** START Exercise inputs **

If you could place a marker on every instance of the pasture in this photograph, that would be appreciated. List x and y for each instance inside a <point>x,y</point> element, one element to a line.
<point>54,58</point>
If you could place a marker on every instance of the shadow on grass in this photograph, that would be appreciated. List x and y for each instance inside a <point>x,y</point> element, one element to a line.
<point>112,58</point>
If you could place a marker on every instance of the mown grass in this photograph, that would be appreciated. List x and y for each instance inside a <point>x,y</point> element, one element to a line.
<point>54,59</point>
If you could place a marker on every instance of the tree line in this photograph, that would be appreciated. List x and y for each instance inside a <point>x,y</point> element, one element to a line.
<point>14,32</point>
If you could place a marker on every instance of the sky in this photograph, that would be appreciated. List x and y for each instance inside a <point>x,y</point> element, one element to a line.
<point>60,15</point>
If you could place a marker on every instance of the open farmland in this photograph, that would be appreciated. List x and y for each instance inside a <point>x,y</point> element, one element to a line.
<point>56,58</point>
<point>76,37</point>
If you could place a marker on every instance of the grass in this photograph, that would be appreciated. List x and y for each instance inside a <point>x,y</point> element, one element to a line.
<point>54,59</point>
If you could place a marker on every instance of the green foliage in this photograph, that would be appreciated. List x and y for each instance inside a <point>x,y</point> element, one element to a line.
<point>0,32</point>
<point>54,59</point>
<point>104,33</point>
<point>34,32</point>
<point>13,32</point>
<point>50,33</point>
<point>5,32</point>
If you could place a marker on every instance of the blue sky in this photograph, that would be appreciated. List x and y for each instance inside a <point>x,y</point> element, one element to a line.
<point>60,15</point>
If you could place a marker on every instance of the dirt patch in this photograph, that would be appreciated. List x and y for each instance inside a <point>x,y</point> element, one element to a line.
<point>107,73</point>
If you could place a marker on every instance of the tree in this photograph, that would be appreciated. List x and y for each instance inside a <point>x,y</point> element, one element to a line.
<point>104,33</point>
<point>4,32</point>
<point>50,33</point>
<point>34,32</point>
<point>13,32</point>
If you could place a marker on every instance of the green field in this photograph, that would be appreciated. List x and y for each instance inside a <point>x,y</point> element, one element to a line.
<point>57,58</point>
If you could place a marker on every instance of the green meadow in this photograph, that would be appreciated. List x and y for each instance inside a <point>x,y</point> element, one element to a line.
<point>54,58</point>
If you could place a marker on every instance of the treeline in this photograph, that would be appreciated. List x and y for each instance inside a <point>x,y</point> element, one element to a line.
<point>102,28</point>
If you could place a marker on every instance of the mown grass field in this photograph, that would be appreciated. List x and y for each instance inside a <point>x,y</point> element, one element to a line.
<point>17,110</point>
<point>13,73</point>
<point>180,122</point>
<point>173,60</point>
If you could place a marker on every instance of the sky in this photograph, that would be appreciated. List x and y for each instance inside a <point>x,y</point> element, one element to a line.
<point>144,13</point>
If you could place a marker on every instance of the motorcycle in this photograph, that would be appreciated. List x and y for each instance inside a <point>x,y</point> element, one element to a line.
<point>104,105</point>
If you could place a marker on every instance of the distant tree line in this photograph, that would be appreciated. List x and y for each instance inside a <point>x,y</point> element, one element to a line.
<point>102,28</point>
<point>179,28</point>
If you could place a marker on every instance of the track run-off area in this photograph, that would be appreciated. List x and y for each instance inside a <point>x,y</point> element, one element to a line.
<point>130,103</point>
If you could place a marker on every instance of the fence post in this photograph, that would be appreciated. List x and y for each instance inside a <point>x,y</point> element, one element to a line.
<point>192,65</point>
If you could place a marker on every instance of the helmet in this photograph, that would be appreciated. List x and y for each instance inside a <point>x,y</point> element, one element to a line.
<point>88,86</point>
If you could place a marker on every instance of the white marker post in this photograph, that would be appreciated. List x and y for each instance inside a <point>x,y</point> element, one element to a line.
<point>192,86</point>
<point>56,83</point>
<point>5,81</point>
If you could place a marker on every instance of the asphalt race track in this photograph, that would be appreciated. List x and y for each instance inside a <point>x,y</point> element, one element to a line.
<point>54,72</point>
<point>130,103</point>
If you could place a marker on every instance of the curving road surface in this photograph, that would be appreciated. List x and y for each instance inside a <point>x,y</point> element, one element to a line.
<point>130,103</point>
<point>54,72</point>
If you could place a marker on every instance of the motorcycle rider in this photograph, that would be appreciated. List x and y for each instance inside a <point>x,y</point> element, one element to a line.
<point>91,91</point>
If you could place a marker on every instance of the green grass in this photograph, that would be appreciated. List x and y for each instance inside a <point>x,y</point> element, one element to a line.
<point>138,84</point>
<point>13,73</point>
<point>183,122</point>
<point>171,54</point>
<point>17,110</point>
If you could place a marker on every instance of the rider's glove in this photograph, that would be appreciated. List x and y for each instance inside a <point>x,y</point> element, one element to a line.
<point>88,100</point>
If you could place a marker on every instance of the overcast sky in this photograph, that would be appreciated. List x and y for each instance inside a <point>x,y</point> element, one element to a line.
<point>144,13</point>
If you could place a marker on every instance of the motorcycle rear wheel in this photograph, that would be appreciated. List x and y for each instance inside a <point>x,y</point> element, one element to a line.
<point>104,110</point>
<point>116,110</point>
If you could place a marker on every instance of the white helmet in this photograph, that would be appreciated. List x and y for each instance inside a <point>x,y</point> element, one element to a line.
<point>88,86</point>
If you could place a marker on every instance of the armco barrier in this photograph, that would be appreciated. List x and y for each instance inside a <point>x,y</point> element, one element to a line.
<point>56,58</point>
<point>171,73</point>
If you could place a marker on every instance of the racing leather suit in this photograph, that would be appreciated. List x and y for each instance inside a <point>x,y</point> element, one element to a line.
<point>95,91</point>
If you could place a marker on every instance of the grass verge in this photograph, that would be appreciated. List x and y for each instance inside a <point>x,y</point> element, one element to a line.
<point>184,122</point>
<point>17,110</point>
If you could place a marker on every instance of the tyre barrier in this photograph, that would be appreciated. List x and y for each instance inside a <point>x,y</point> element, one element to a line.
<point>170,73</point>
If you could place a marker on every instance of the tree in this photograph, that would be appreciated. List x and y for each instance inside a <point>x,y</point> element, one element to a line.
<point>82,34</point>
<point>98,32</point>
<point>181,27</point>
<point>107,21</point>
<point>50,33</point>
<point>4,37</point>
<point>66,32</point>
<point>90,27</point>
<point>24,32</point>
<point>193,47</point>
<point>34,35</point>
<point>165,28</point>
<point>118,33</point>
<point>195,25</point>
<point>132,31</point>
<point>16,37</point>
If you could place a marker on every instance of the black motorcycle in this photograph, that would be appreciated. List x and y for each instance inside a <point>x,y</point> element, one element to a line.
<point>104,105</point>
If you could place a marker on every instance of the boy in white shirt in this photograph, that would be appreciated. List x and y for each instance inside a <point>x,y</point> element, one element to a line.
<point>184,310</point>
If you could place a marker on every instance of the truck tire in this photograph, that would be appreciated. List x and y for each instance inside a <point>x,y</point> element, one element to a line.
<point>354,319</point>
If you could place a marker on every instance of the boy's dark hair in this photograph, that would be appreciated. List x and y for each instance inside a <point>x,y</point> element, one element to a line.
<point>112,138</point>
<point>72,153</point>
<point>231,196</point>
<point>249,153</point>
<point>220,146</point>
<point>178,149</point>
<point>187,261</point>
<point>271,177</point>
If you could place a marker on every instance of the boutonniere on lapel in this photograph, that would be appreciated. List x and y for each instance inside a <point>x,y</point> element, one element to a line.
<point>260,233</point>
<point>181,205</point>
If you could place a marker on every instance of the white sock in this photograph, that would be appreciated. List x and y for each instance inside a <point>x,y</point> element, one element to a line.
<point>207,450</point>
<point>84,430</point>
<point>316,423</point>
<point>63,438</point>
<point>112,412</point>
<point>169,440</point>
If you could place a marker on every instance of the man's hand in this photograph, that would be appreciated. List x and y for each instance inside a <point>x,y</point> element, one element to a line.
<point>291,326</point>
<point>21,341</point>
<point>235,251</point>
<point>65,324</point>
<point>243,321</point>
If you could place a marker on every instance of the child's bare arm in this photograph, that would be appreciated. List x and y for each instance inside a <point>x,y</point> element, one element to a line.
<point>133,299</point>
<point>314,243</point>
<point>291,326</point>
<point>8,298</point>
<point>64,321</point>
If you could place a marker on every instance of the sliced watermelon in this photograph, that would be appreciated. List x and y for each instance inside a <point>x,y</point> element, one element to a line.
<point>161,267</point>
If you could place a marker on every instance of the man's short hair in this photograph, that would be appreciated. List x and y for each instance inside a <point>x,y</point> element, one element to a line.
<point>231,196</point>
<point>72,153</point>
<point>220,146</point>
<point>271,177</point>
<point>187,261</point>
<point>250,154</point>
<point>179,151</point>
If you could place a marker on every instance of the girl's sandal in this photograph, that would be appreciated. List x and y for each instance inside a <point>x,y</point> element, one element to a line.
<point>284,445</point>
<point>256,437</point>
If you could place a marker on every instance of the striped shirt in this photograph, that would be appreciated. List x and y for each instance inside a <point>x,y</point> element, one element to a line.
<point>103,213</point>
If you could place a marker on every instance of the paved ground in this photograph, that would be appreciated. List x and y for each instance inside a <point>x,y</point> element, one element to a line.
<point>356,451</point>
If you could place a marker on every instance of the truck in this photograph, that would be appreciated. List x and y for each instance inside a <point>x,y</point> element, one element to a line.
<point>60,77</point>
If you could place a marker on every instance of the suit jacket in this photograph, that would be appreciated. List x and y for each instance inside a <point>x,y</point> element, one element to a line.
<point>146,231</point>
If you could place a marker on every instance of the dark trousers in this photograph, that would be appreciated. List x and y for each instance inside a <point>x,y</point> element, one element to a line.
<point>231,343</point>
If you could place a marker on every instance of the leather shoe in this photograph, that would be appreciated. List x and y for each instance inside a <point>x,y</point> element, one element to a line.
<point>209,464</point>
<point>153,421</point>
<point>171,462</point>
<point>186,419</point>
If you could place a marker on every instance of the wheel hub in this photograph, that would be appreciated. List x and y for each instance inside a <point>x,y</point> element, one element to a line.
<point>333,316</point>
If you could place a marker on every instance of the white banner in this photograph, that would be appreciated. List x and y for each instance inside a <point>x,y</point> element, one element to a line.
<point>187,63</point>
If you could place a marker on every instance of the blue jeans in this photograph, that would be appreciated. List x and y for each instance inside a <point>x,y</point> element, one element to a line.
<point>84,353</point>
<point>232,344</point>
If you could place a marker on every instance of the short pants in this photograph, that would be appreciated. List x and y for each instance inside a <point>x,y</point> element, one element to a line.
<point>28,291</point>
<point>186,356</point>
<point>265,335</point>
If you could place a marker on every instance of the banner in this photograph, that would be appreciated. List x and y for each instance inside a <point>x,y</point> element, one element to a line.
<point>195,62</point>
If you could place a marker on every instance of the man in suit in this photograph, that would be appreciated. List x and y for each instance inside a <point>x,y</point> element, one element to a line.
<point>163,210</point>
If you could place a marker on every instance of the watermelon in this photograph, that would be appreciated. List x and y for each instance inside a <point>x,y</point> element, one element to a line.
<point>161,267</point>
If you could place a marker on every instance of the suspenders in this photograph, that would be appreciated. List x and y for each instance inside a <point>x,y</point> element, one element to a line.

** END Exercise inputs **

Copy the records again, starting at the line containing "the green grass" and ending at the line containing "<point>95,91</point>", with the requests included. Shift every point coordinate in the answers by adding 67 to it.

If you could place a marker on every instance of the green grass in this photograph, that would be appreciated. List x and y for each instance inside a <point>x,y</point> element, one element to a line.
<point>205,151</point>
<point>80,140</point>
<point>250,189</point>
<point>238,121</point>
<point>84,177</point>
If you could place a marker on every instance of the rider's glove in this photograph, that would be appreciated. List x and y for each instance inside a <point>x,y</point> element, one element to a line.
<point>155,167</point>
If you could place a marker on every instance of the overcast sky in this photograph, that would be appreciated. List x and y for each instance inside a <point>x,y</point> element, one element to a line.
<point>211,80</point>
If you could place a marker on every instance of the motorcycle rear wheel in this photograph, that would be appreciated. List x and y for each instance inside a <point>x,y</point> element, one element to a line.
<point>171,177</point>
<point>183,177</point>
If you could place a marker on every instance of the white helmet in this photograph, that would be appreciated. List x and y for each instance inside a <point>x,y</point> element, one element to a line.
<point>155,153</point>
If you could place a marker on every instance of the armco barrier in this photograph, that would be appreciated. List x and y for each instance inside a <point>x,y</point> element, one element to a line.
<point>123,125</point>
<point>238,140</point>
If you could place a marker on every instance of the racing leather suit in this photograph, that would be appreciated. List x and y for each instance inside a <point>x,y</point> element, one element to a line.
<point>162,158</point>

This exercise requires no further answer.